Exercise inputs
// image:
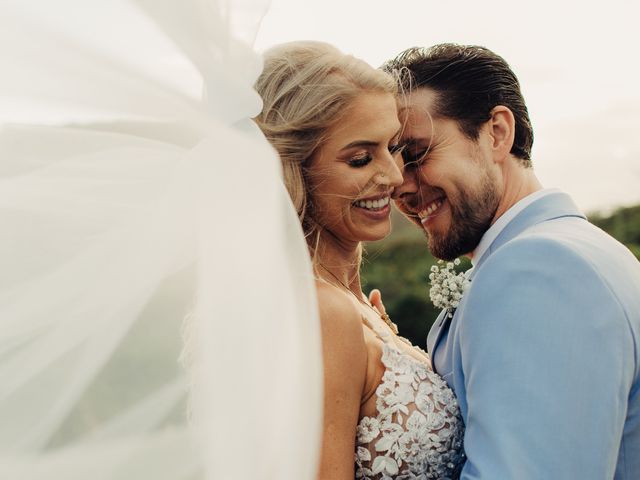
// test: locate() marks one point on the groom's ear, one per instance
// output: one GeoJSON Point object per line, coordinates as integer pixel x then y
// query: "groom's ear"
{"type": "Point", "coordinates": [502, 130]}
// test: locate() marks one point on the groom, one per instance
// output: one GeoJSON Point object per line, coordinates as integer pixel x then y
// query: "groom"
{"type": "Point", "coordinates": [543, 351]}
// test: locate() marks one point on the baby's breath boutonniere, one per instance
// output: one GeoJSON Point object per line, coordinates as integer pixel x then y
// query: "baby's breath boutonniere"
{"type": "Point", "coordinates": [447, 286]}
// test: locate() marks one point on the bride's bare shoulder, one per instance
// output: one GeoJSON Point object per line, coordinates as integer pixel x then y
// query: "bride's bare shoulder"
{"type": "Point", "coordinates": [341, 319]}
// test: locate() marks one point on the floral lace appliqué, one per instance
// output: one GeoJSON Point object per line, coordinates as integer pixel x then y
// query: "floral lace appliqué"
{"type": "Point", "coordinates": [418, 431]}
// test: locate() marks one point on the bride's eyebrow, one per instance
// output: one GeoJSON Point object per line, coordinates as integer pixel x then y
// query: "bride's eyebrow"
{"type": "Point", "coordinates": [361, 143]}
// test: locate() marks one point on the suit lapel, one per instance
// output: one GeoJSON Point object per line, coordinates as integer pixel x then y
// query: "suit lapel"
{"type": "Point", "coordinates": [554, 205]}
{"type": "Point", "coordinates": [549, 207]}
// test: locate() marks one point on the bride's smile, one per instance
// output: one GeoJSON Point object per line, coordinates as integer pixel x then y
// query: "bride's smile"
{"type": "Point", "coordinates": [355, 171]}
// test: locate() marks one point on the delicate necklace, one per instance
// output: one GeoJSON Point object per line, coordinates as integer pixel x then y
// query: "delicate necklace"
{"type": "Point", "coordinates": [385, 318]}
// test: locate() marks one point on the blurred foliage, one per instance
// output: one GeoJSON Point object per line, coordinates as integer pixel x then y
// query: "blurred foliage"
{"type": "Point", "coordinates": [623, 224]}
{"type": "Point", "coordinates": [399, 267]}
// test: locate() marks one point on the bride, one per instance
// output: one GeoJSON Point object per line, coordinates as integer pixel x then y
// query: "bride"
{"type": "Point", "coordinates": [132, 206]}
{"type": "Point", "coordinates": [141, 209]}
{"type": "Point", "coordinates": [333, 120]}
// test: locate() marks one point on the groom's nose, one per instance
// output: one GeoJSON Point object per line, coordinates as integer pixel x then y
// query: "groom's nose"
{"type": "Point", "coordinates": [409, 185]}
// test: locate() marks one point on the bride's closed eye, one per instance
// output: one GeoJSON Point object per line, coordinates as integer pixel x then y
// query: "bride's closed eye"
{"type": "Point", "coordinates": [360, 160]}
{"type": "Point", "coordinates": [396, 149]}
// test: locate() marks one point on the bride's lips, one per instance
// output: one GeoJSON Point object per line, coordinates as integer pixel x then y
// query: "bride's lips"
{"type": "Point", "coordinates": [431, 210]}
{"type": "Point", "coordinates": [374, 207]}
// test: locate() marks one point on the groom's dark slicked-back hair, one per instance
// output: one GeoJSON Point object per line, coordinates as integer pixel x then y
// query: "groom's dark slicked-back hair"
{"type": "Point", "coordinates": [469, 82]}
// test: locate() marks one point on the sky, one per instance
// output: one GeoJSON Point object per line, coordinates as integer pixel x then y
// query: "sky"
{"type": "Point", "coordinates": [577, 62]}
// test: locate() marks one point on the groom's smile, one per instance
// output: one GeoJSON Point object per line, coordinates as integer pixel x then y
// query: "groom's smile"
{"type": "Point", "coordinates": [448, 187]}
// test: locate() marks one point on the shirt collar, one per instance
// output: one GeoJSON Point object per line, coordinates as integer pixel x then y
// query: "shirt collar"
{"type": "Point", "coordinates": [499, 225]}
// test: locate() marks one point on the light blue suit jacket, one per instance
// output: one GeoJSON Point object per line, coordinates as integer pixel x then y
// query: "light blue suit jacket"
{"type": "Point", "coordinates": [542, 352]}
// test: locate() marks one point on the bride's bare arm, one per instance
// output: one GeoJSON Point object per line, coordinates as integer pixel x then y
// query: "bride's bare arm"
{"type": "Point", "coordinates": [345, 364]}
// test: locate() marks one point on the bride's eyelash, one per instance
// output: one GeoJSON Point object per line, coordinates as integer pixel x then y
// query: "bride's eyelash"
{"type": "Point", "coordinates": [396, 148]}
{"type": "Point", "coordinates": [360, 160]}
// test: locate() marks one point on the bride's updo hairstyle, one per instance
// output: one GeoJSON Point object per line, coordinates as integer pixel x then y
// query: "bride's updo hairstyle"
{"type": "Point", "coordinates": [306, 88]}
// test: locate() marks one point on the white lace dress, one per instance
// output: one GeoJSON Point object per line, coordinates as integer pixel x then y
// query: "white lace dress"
{"type": "Point", "coordinates": [417, 432]}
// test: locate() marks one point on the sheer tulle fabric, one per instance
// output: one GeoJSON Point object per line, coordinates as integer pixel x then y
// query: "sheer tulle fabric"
{"type": "Point", "coordinates": [162, 217]}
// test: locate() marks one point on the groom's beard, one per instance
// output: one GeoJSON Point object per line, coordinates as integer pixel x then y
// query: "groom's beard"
{"type": "Point", "coordinates": [471, 215]}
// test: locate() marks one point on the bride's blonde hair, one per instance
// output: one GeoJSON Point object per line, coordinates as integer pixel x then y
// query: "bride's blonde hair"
{"type": "Point", "coordinates": [306, 87]}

Exercise
Nothing but the lines from the one holding "blonde hair, one per instance" through the last line of the data may be output, and each must match exactly.

Response to this exercise
// test: locate() marks one point on the bride's blonde hair, one per instance
// output: one GeoJSON Point object per line, coordinates as integer pixel x then y
// query: "bride's blonde hair"
{"type": "Point", "coordinates": [306, 87]}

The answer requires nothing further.